## TASK TO CARRY OUT
Count the lines of the data below that contain the string "shirt", matching case exactly, and give only the resulting number.

[Point-based annotation data]
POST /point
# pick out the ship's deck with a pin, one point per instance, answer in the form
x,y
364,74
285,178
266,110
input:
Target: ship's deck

--

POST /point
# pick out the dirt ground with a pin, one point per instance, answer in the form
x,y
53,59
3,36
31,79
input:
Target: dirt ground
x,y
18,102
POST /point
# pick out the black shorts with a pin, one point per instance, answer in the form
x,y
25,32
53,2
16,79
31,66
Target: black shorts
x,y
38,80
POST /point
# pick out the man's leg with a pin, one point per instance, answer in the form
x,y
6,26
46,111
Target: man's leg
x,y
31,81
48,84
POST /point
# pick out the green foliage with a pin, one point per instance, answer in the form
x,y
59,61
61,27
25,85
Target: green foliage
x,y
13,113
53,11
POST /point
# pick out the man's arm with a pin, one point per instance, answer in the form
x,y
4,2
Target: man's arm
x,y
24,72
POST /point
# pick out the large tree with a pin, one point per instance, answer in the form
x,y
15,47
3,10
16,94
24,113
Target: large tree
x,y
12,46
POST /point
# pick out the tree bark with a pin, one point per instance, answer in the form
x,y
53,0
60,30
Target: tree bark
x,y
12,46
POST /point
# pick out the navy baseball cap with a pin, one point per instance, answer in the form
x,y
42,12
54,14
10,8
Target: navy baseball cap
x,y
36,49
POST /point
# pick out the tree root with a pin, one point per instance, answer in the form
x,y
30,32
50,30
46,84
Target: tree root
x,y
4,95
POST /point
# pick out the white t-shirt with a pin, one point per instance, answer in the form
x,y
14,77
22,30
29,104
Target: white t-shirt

## FULL OUTPUT
2